Exactly reproduce the lines that follow.
** START OF Given data **
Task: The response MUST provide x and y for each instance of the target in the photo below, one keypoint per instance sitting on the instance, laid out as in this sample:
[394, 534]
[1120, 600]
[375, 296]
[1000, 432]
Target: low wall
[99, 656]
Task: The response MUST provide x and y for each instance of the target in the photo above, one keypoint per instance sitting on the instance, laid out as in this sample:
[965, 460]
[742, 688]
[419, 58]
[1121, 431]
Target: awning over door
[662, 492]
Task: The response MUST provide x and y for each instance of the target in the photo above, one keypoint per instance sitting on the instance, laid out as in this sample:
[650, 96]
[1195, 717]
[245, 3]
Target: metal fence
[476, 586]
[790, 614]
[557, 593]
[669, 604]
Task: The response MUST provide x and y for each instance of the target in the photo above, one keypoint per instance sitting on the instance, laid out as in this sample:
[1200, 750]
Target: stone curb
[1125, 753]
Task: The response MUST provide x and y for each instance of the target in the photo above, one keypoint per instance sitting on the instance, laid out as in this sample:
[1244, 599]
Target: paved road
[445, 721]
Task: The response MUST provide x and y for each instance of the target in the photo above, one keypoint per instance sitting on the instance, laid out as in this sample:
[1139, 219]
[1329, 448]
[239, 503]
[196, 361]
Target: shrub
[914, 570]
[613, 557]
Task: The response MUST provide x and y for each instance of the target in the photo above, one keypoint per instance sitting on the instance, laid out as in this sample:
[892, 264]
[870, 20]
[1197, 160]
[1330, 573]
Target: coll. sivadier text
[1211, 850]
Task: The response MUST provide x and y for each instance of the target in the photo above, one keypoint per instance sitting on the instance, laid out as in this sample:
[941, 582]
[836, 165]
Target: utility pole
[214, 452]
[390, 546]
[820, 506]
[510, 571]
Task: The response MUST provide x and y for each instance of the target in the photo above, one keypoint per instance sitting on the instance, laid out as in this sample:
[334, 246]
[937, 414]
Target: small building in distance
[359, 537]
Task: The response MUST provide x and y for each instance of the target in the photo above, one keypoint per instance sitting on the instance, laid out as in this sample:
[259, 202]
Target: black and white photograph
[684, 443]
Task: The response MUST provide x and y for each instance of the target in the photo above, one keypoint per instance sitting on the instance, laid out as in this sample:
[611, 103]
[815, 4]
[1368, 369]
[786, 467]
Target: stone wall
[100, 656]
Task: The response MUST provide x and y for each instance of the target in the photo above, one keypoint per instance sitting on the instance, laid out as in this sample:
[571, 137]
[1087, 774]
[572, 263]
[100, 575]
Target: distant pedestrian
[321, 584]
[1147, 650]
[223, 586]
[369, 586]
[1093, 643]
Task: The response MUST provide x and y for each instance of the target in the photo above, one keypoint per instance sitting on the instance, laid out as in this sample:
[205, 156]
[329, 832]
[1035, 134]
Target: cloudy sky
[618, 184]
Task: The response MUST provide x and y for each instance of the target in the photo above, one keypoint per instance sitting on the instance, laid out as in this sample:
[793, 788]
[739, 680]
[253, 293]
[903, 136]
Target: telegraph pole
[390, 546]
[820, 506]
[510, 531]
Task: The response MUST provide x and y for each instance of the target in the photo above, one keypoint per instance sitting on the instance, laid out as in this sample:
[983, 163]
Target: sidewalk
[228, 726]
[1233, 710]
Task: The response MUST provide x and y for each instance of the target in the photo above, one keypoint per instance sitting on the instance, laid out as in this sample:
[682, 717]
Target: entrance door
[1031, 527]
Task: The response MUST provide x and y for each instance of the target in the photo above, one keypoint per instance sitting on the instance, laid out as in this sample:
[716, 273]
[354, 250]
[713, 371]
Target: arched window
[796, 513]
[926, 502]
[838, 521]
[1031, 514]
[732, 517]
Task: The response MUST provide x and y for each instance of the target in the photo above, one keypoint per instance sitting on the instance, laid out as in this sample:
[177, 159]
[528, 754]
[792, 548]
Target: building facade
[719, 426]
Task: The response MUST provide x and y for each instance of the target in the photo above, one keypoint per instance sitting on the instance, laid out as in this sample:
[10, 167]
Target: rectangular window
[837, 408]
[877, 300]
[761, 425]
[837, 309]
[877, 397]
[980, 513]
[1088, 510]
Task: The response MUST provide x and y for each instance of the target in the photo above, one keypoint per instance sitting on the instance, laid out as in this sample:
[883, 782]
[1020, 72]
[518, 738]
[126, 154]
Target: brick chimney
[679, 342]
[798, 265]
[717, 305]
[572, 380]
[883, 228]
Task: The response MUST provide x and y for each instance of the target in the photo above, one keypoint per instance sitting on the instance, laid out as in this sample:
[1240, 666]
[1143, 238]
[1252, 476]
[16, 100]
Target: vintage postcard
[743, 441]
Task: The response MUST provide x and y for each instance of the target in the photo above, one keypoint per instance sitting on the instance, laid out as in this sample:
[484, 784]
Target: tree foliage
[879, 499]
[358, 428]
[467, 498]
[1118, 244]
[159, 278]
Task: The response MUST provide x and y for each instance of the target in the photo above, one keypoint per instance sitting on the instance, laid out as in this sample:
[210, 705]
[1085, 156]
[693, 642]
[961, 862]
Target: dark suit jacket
** END OF Given data **
### The solution
Task: The response MUST provide x and y for each instance of the target in the photo below, one keypoint per instance sitting on the instance, laid out as in this sample:
[394, 534]
[1120, 600]
[375, 296]
[1000, 432]
Target: low wall
[99, 656]
Task: The response MUST provide x and y for each instance of the target in the photo above, one keypoint per instance sitting on the instance, laid out as in this sample:
[965, 460]
[742, 688]
[419, 58]
[1121, 431]
Target: awning over door
[662, 492]
Task: The response MUST provide x and y for each instance of the target in the photo above, one keypoint per instance sitting on the instance, laid out as in this sample:
[650, 96]
[1195, 717]
[245, 3]
Target: metal fence
[476, 586]
[790, 614]
[557, 593]
[669, 604]
Task: The response MUST provide x and y for each instance of the target in the photo above, one keypoint per instance sitting on the instance, laid out as in this sample:
[1200, 750]
Target: stone curb
[1125, 753]
Task: The response MUST provide x and y for each instance of the target in the photo above, one keypoint per instance sitting on the instance, laid out as in this sample:
[1244, 599]
Target: paved road
[445, 721]
Task: The response MUST provide x and y for each instance of the target in the photo above, one keypoint per instance sitting on the instance, laid out as in this sample:
[1139, 219]
[1329, 448]
[239, 503]
[196, 361]
Target: shrub
[914, 570]
[613, 557]
Task: The response MUST provide x and y for each instance of the target in the photo above, one keypoint per instance sitting on the instance, laid out as in this sample:
[892, 264]
[870, 20]
[1197, 160]
[1330, 573]
Target: coll. sivadier text
[1211, 850]
Task: The response MUST provide x and y for each instance of the target in the photo above, one keypoint per instance sitting on the instance, laid out as in this sample:
[941, 582]
[836, 165]
Target: utility pole
[214, 452]
[390, 546]
[820, 506]
[510, 571]
Task: The response MUST provide x and y for each instance of the target in the photo above, one keypoint per instance sitting on the instance, laid out as in this sample:
[334, 246]
[937, 414]
Target: small building in distance
[359, 537]
Task: The response MUST provide x and y for each instance of the target in the photo above, one keypoint per instance sitting on the instance, laid out as in this sample:
[259, 202]
Target: black and white photograph
[684, 443]
Task: The response MUST provide x and y for each instance of the target in the photo above, one keypoint per instance sitting on the instance, laid out as in this sample:
[611, 103]
[815, 4]
[1368, 369]
[786, 467]
Target: stone wall
[100, 656]
Task: The response MUST provide x and y for each instance of the target in the photo above, one keypoint per instance sitting on the instance, laid out as in this sample:
[571, 137]
[1087, 774]
[572, 263]
[100, 575]
Target: distant pedestrian
[321, 584]
[1147, 650]
[223, 586]
[369, 586]
[1093, 643]
Task: The response MUST provide x and y for each instance of the target in the photo above, one keypoint per instance sitting on the instance, laid out as in this sample:
[205, 156]
[329, 832]
[1035, 134]
Target: cloudy sky
[618, 184]
Task: The response MUST provide x and y for each instance of the target in the photo above, one keypoint per instance sitting on the instance, laid out as in this sample:
[793, 788]
[739, 680]
[253, 293]
[903, 136]
Target: telegraph pole
[390, 546]
[820, 506]
[510, 531]
Task: The response MUST provide x and y for each instance of the target in the photo above, one keypoint per instance sitting on the instance, laid out as in this sample:
[983, 163]
Target: sidewalk
[228, 726]
[1233, 710]
Task: The response MUST provide x and y for each instance of the target in the photo above, one keypoint per instance sitting on the instance, laid out as in this sample:
[682, 717]
Target: entrance door
[1031, 527]
Task: The response MUST provide x and y for each instance of the target in the photo above, one keypoint per instance sitting on the instance, laid out as in this sample:
[716, 273]
[354, 250]
[713, 371]
Target: arched window
[796, 513]
[926, 502]
[838, 521]
[1031, 514]
[732, 517]
Task: The response MUST provide x and y for each instance of the target in the photo above, one keypoint per instance sitting on the instance, laid out as in this sample:
[177, 159]
[528, 754]
[792, 548]
Target: building facade
[719, 426]
Task: The response MUST provide x and y for each instance of the target in the photo above, one keypoint per instance sitting on the instance, laid out as in this sample:
[10, 167]
Target: rectangular window
[837, 408]
[877, 300]
[761, 425]
[837, 309]
[877, 397]
[980, 513]
[1088, 510]
Task: The response MUST provide x and y for each instance of the target in the photo above, one keypoint per instance sitting on the instance, laid out as in this sample:
[883, 782]
[1020, 72]
[518, 738]
[126, 154]
Target: brick chimney
[679, 342]
[798, 265]
[717, 305]
[572, 380]
[883, 228]
Task: The response MUST provide x and y for each instance of the target in the photo above, one keypoint per instance sitting on the instance, laid out as in this sample:
[1240, 666]
[1143, 238]
[1252, 476]
[16, 100]
Target: vintage postcard
[743, 441]
Task: The response MUST provide x and y for each instance of the target in the photo above, one keypoint per instance sitting on the instance, laid out as in this sample:
[484, 784]
Target: tree foliage
[879, 499]
[358, 428]
[467, 498]
[1118, 244]
[159, 278]
Task: The response MUST provide x and y for each instance of the target in the photo above, one keypoint per instance sitting on the instance, laid out as in this sample:
[210, 705]
[1085, 156]
[693, 642]
[961, 862]
Target: dark suit jacket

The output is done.